Rewrite every line of the records below as a Markdown table with the columns "Row" and "Line", skipping blank lines. Leave out the pictures.

[Polygon annotations for photographs]
▶
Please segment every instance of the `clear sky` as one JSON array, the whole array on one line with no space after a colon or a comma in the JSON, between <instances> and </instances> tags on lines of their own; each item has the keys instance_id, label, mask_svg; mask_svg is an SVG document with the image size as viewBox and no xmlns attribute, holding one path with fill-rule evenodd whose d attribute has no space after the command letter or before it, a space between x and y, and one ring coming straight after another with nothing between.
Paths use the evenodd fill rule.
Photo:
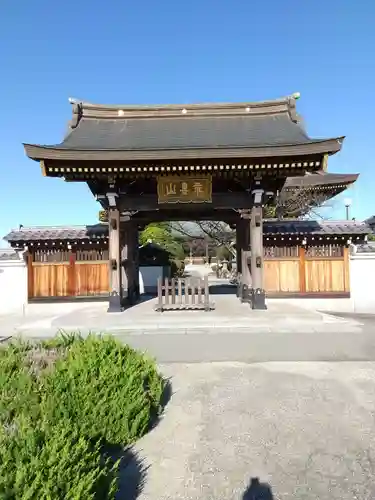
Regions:
<instances>
[{"instance_id":1,"label":"clear sky","mask_svg":"<svg viewBox=\"0 0 375 500\"><path fill-rule=\"evenodd\" d=\"M22 142L54 144L69 97L98 103L253 101L300 92L313 137L346 135L329 170L361 174L352 216L375 213L373 0L0 2L0 238L90 224L85 184L43 178ZM336 217L344 217L336 206Z\"/></svg>"}]
</instances>

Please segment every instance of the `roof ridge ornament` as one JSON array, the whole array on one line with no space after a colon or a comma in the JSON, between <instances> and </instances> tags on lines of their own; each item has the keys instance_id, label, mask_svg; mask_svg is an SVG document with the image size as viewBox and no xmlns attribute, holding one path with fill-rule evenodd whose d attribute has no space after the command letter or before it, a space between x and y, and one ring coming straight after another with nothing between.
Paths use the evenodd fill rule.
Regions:
<instances>
[{"instance_id":1,"label":"roof ridge ornament","mask_svg":"<svg viewBox=\"0 0 375 500\"><path fill-rule=\"evenodd\" d=\"M299 92L294 92L290 97L288 97L288 113L290 119L294 123L298 123L297 105L296 101L301 97Z\"/></svg>"},{"instance_id":2,"label":"roof ridge ornament","mask_svg":"<svg viewBox=\"0 0 375 500\"><path fill-rule=\"evenodd\" d=\"M76 99L73 99L72 97L69 97L69 102L73 105L73 117L70 121L69 126L71 129L74 129L78 127L78 124L83 115L82 103L77 101Z\"/></svg>"}]
</instances>

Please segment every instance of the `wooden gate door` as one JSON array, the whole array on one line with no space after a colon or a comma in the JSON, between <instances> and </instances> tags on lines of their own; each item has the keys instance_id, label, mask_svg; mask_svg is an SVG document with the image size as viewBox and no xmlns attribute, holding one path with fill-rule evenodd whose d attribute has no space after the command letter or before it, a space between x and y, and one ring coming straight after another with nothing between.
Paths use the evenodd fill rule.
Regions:
<instances>
[{"instance_id":1,"label":"wooden gate door","mask_svg":"<svg viewBox=\"0 0 375 500\"><path fill-rule=\"evenodd\" d=\"M105 296L108 291L108 251L56 249L29 255L29 299Z\"/></svg>"}]
</instances>

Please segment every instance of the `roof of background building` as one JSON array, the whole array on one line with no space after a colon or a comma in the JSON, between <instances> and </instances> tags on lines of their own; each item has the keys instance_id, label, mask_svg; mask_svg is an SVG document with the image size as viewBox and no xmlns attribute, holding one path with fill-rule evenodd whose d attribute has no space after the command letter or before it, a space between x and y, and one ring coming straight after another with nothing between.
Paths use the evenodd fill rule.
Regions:
<instances>
[{"instance_id":1,"label":"roof of background building","mask_svg":"<svg viewBox=\"0 0 375 500\"><path fill-rule=\"evenodd\" d=\"M265 235L366 235L371 233L370 227L365 222L359 221L266 220L263 230ZM107 235L108 224L103 223L92 226L22 227L11 231L4 239L14 245L17 242L99 239Z\"/></svg>"},{"instance_id":2,"label":"roof of background building","mask_svg":"<svg viewBox=\"0 0 375 500\"><path fill-rule=\"evenodd\" d=\"M0 260L19 260L19 256L13 248L0 248Z\"/></svg>"}]
</instances>

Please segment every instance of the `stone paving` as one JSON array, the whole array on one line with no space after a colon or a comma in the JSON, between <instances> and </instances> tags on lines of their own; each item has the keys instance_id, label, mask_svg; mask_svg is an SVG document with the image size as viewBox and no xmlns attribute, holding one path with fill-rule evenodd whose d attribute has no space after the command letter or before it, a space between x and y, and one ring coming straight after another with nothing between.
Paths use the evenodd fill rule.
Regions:
<instances>
[{"instance_id":1,"label":"stone paving","mask_svg":"<svg viewBox=\"0 0 375 500\"><path fill-rule=\"evenodd\" d=\"M172 398L135 448L139 500L372 500L375 363L161 367ZM141 471L133 464L124 485ZM270 490L246 492L258 477ZM271 493L272 491L272 493Z\"/></svg>"},{"instance_id":2,"label":"stone paving","mask_svg":"<svg viewBox=\"0 0 375 500\"><path fill-rule=\"evenodd\" d=\"M198 333L215 331L257 333L331 331L359 332L360 323L305 309L287 300L269 299L267 311L252 311L231 293L212 296L216 308L204 311L155 311L156 299L145 298L122 313L107 313L107 302L30 304L25 316L0 316L2 335L50 336L57 330L112 332L140 335L150 333Z\"/></svg>"}]
</instances>

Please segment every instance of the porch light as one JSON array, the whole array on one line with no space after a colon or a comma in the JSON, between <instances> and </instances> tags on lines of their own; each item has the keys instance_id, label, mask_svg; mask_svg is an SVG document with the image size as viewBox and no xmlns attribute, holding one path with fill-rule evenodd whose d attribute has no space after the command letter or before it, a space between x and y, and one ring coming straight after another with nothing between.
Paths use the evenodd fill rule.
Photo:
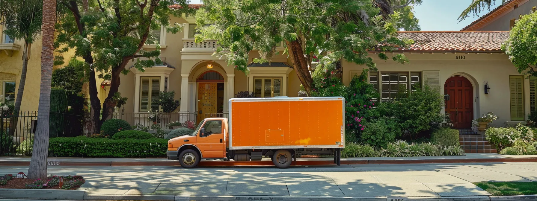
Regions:
<instances>
[{"instance_id":1,"label":"porch light","mask_svg":"<svg viewBox=\"0 0 537 201\"><path fill-rule=\"evenodd\" d=\"M485 94L490 93L490 87L489 87L489 83L485 84Z\"/></svg>"}]
</instances>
◀
[RESPONSE]:
| Row | Line |
|---|---|
| 1 | Please segment every instance of the `clear sky` as one JSON array, the whole array on one line with no space after a colon or a comma in the JSON, between <instances> and </instances> tags on lines of their own; each item has the keys instance_id, label, mask_svg; mask_svg is an SVG document with the image size as viewBox and no xmlns attribute, holding one path with fill-rule evenodd whose d attribute has no space after the command letter or before it, a space between x and y, and one ring coming straight after another with nothing between. |
| 2 | Paths use the evenodd fill rule. |
| 3 | Photo: |
| 4 | Regions: |
| 5 | <instances> |
| 6 | [{"instance_id":1,"label":"clear sky","mask_svg":"<svg viewBox=\"0 0 375 500\"><path fill-rule=\"evenodd\" d=\"M22 142L54 144L69 97L98 103L253 101L300 92L313 137L346 135L329 170L361 174L352 216L375 213L373 0L0 2L0 238L90 224L85 184L43 178ZM336 217L344 217L336 206Z\"/></svg>"}] |
| 7 | </instances> |
| 8 | Please segment every instance of the `roof ridge ornament` as one JSON array, the whole array on one line with no space after a colon or a comma in the JSON, between <instances> and </instances> tags on lines of their own; each item has the keys instance_id, label, mask_svg; mask_svg is an SVG document with the image size as viewBox and no xmlns attribute, holding one path with fill-rule evenodd whose d attribute has no space after the command letter or before it, a space between x and y, and one ring coming straight after another with nothing between. |
| 9 | Paths use the evenodd fill rule. |
| 10 | Regions: |
| 11 | <instances> |
| 12 | [{"instance_id":1,"label":"roof ridge ornament","mask_svg":"<svg viewBox=\"0 0 375 500\"><path fill-rule=\"evenodd\" d=\"M299 92L294 92L290 97L288 97L288 113L290 119L294 123L298 123L297 105L296 101L301 97Z\"/></svg>"},{"instance_id":2,"label":"roof ridge ornament","mask_svg":"<svg viewBox=\"0 0 375 500\"><path fill-rule=\"evenodd\" d=\"M76 99L73 99L72 97L69 97L69 102L73 105L73 117L70 121L69 126L71 129L74 129L78 127L78 124L83 115L82 103L77 101Z\"/></svg>"}] |
| 13 | </instances> |
| 14 | Please segment every instance of the `wooden gate door` as one JSON array, the whole array on one line with no space after a colon or a comma in the JSON, between <instances> and </instances> tags on lines of their own; each item has the keys instance_id, label, mask_svg; mask_svg is an SVG document with the image size as viewBox and no xmlns attribute, holding one path with fill-rule evenodd whose d attribute has no space after the command letter or before it, a space between x and y, and one ring coming straight after another with nothing between. |
| 15 | Paths use the evenodd fill rule. |
| 16 | Regions: |
| 17 | <instances> |
| 18 | [{"instance_id":1,"label":"wooden gate door","mask_svg":"<svg viewBox=\"0 0 375 500\"><path fill-rule=\"evenodd\" d=\"M105 296L108 291L108 251L56 249L29 255L29 299Z\"/></svg>"}] |
| 19 | </instances> |
| 20 | Please segment every instance of the `roof of background building` as one JSON array, the whole array on one line with no space after a colon or a comma in the JSON, between <instances> and </instances> tags on lines of their own; each item has the keys instance_id, label, mask_svg; mask_svg is an SVG document with the image size as viewBox and no xmlns attribute, holding one path with fill-rule evenodd whose d attribute has no space after the command letter or before it, a space between x and y, and one ring coming straight after another with nothing between. |
| 21 | Paths use the evenodd fill rule. |
| 22 | Regions: |
| 23 | <instances> |
| 24 | [{"instance_id":1,"label":"roof of background building","mask_svg":"<svg viewBox=\"0 0 375 500\"><path fill-rule=\"evenodd\" d=\"M265 235L366 235L371 233L370 227L365 222L359 221L266 220L263 230ZM107 235L108 224L103 223L92 226L22 227L11 231L4 239L14 245L17 242L99 239Z\"/></svg>"},{"instance_id":2,"label":"roof of background building","mask_svg":"<svg viewBox=\"0 0 375 500\"><path fill-rule=\"evenodd\" d=\"M0 260L19 260L19 256L13 248L0 248Z\"/></svg>"}] |
| 25 | </instances> |
| 26 | Please segment every instance of the `stone paving` as one JSON array, the whole array on one line with no space after a colon or a comma in the JSON, between <instances> and </instances> tags on lines of their own; each item has the keys instance_id, label, mask_svg; mask_svg is an SVG document with the image size as viewBox and no xmlns attribute, holding one path with fill-rule evenodd whose d attribute has no space after the command letter or before it, a space between x and y, and one ring coming straight after another with nothing between. |
| 27 | Paths use the evenodd fill rule. |
| 28 | Regions: |
| 29 | <instances> |
| 30 | [{"instance_id":1,"label":"stone paving","mask_svg":"<svg viewBox=\"0 0 375 500\"><path fill-rule=\"evenodd\" d=\"M172 398L135 448L139 500L372 500L375 363L161 367ZM141 471L133 464L124 485ZM270 490L246 492L258 477ZM271 493L272 491L272 493Z\"/></svg>"},{"instance_id":2,"label":"stone paving","mask_svg":"<svg viewBox=\"0 0 375 500\"><path fill-rule=\"evenodd\" d=\"M198 333L215 331L257 333L331 331L359 332L360 323L305 309L287 300L269 299L267 311L252 311L231 293L212 296L216 308L204 311L155 311L156 299L145 298L122 313L107 313L107 302L30 304L25 316L0 316L2 335L50 336L57 330L112 332L140 335L150 333Z\"/></svg>"}] |
| 31 | </instances> |
| 32 | Please segment every instance of the porch light as one JSON array, the whole array on one line with no space after a colon or a comma in the JSON, between <instances> and </instances> tags on lines of their own; each item has the keys instance_id, label, mask_svg; mask_svg is an SVG document with the image size as viewBox and no xmlns attribute, holding one path with fill-rule evenodd whose d attribute has no space after the command letter or before it, a space between x and y, and one ring coming straight after another with nothing between. |
| 33 | Paths use the evenodd fill rule. |
| 34 | Photo: |
| 35 | Regions: |
| 36 | <instances> |
| 37 | [{"instance_id":1,"label":"porch light","mask_svg":"<svg viewBox=\"0 0 537 201\"><path fill-rule=\"evenodd\" d=\"M485 94L490 93L490 87L489 87L489 83L485 84Z\"/></svg>"}] |
| 38 | </instances> |